SELECTED EXTRACT:
==================================================

None of the four had any previous connection with prior investigations or reports on the President's assassination. After an exhaustive study of all relevant materials, the four members of the panel signed and submitted a 16-page report to Attorney General Clark in April 1968, unanimously concluding:
"Examination of the clothing and of the photographs and x-rays taken at autopsy reveal that President Kennedy was struck by two bullets fired from above and behind him, one of which traversed the base of the neck on the right side without striking bone and the other of which entered the skull from behind and exploded its right side. The photographs and x-rays discussed herein support the above-quoted portions [the conclusion] of the original Autopsy Report and the above-quoted medical conclusions of the Warren Commission Report."

The panel's report noted, "The possibility that the path of the bullet through the neck might have been more satisfactorily explored by the insertion of a finger or probe was considered. Obviously, the cutaneous wound in the back was too small to permit the insertion of a finger. The insertion of a metal probe would have carried the risk of creating a false passage - in part because of the changed relationship of muscles at the time of autopsy and in part because of the existence of postmortem rigidity. Although the precise path of the bullet could undoubtedly have been demonstrated by complete dissection of the soft tissue between the two cutaneous wounds, there is no reason to believe that the information disclosed thereby would alter significantly the conclusions expressed in this report."

The Garrison prosecution
The next confirmation came in 1969 in New Orleans when Pierre Finck was subpoenaed to testify at the trial of Clay Shaw, as part of District Attorney Jim Garrison's conspiracy prosecution. Shaw, of course, was acquitted, and, until the publication of this interview, Finck's testimony was the only public airing of the expert medical opinions on the assassination.

==================================================

PROVIDED MATERIAL:
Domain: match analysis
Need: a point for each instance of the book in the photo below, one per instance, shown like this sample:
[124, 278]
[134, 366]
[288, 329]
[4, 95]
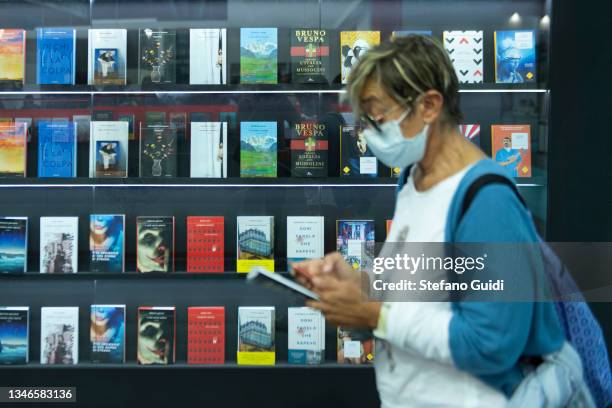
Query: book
[309, 56]
[309, 147]
[258, 149]
[155, 244]
[466, 50]
[107, 243]
[207, 56]
[258, 55]
[14, 335]
[206, 335]
[13, 148]
[57, 149]
[13, 244]
[156, 335]
[511, 148]
[306, 336]
[515, 57]
[59, 335]
[107, 52]
[353, 46]
[156, 56]
[356, 159]
[305, 239]
[108, 154]
[256, 342]
[355, 346]
[205, 244]
[59, 244]
[255, 243]
[209, 149]
[107, 333]
[158, 150]
[12, 57]
[355, 242]
[55, 56]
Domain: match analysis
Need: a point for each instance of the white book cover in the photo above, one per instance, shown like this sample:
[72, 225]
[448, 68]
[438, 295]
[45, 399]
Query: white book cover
[59, 240]
[207, 56]
[107, 52]
[108, 149]
[466, 49]
[209, 149]
[59, 335]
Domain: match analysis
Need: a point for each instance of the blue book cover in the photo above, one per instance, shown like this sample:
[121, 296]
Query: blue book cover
[56, 149]
[55, 56]
[515, 57]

==================================================

AIM OF THE TASK: Please continue the account of the Kennedy autopsy findings above, starting after its last sentence.

REPLY TO THE TASK:
Boswell says, "A careful reading of the entire transcript of Dr Finck's testimony shows that he held tightly to the facts of our autopsy and supported its conclusions. However, Pierre was a meek and mild man who had been trained abroad, not in the United States. He was very 'brass conscious,' and he thought that generals were out of this world. At Bethesda, Finck was out of his element - an Army colonel in a Navy hospital - and he apparently mistook the President's military aides and other military personnel for generals. During the trial, Garrison was able to exploit Pierre's misperceptions about the scene to give the impression that it was controlled by generals. Jim [Humes] and I state categorically that there was no interference with our autopsy. The patient was extraordinary, the autopsy was ordinary, or at least as ordinary as it could be under the circumstances."

Boswell knows because he, too, was in New Orleans in 1969 at the request of the US Justice Department. "The Justice Department was so convinced that Garrison was on a fishing expedition in his prosecution of Clay Shaw," Boswell says, "that it summoned me to New Orleans to refute Finck's testimony, if necessary. It turned out that it wasn't necessary." It now appears, Boswell adds, that filmmaker Oliver Stone may have taken Finck's mistaken perceptions about the alleged military presence in the morgue, as detailed in the transcript of the trial, and used it as the sole basis for the mistaken autopsy scenes in his movie JFK. Humes calls the movie scenes "absolutely false and ridiculous," but we are getting ahead of the story.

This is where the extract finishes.